Supplied text:

>>>

How Do You Make Someone Love You?

 

Can you imagine being deeply in love with someone who does not share your feelings? I think it must be incredibly painful and lonely. If you cannot “move on,” then it becomes something of an obsession.

How could you fix it? How do you make someone love you? And by love, I don’t mean merely inspiring desire or companionship, I mean a deep spiritual and physical hunger, one that is only temporarily ameliorated – never entirely satisfied – even by being together.

Other relationships are more straightforward. If you are superior in some way, then I imagine that occasional reminders are enough to command respect.  If you are powerful, it is not hard to inspire fear. Parents can achieve both with their children, but neither is the same thing as love.

I think of fear or awe, especially, as being responses to the visual. In part this is because the Hebrew for fear, “yirah”, shares the same root word as “sight”. When we see things we react to them, even though those things may be superficial – think of a gorgeous person or a terrifying monster. It is a reaction that does not require much (if any) thought. Every child can be afraid; it is an instinctive response.

<<<

Supplied entries:
>>>

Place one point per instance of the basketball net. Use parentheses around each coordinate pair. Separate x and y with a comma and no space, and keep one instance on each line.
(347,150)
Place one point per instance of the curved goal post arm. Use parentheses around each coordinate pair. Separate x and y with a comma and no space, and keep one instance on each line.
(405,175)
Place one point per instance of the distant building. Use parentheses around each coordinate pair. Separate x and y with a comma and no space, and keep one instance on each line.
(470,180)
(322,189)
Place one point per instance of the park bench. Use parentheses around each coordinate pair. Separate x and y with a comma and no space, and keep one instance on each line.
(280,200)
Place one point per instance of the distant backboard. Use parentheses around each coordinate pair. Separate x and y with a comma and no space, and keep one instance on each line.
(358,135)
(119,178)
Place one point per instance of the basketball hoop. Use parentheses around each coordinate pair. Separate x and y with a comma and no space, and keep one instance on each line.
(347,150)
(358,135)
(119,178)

<<<

Things to do:
1 > In the essay on making someone love you, render this sentence in Spanish: "Every child can be afraid; it is an instinctive response."
2 > Carry on the essay about making someone love you, picking up after its final sentence.

Expected answers:
1 > Todo niño puede tener miedo; es una respuesta instintiva.

2 >
Consider it this way: you can admire a picture or a vision or a person without any other interaction: just as watching television requires no feedback to the actors or producers of a show, so, too, we can be afraid of drought or an earthquake without any acknowledgement or requirement that the rain or earth are conscious of our fear.

By contrast, love requires a combination of factors, from respect to empathy to understanding. It requires interaction, not merely admiration from afar. Interaction between intellectual and spiritual beings is tied to thought – and we think about the things that we hear. Love is a thoughtful interactive thing, and so it is intrinsically tied to the idea of “hearing.”

The Hebrew for this is “shma” and it has no direct English equivalent. “Shma” in Hebrew really means to listen, to think about, to internalize, to chew over. Shma does not suggest obedience, but the acknowledgement that information has been received and will be considered. When we listen to someone we love, we may not agree, but we are engaged and thinking about what they have to say – and vice-versa.

The problem is that it is easier to scare someone than it is to make them think. In other words, if one is powerful, inspiring fear is easy. But inspiring love is much, much more difficult. All the things that a person does to show love to someone else, the thoughtful gestures, the gentle words, the small acts of consideration… these only reach the object of our desire if they are listening.

I think this is a key problem not only between people, but between G-d and man. The Torah is full of G-d’s desire for us to love Him, and providing the symbols and systems in the commandments through which that love can be nurtured and grown. But when we forget G-d’s presence, whether because of idleness or selfishness or simple risk aversion, then we no longer notice all the ways in which we are blessed and through which G-d is calling out to us for a relationship, and for conversation.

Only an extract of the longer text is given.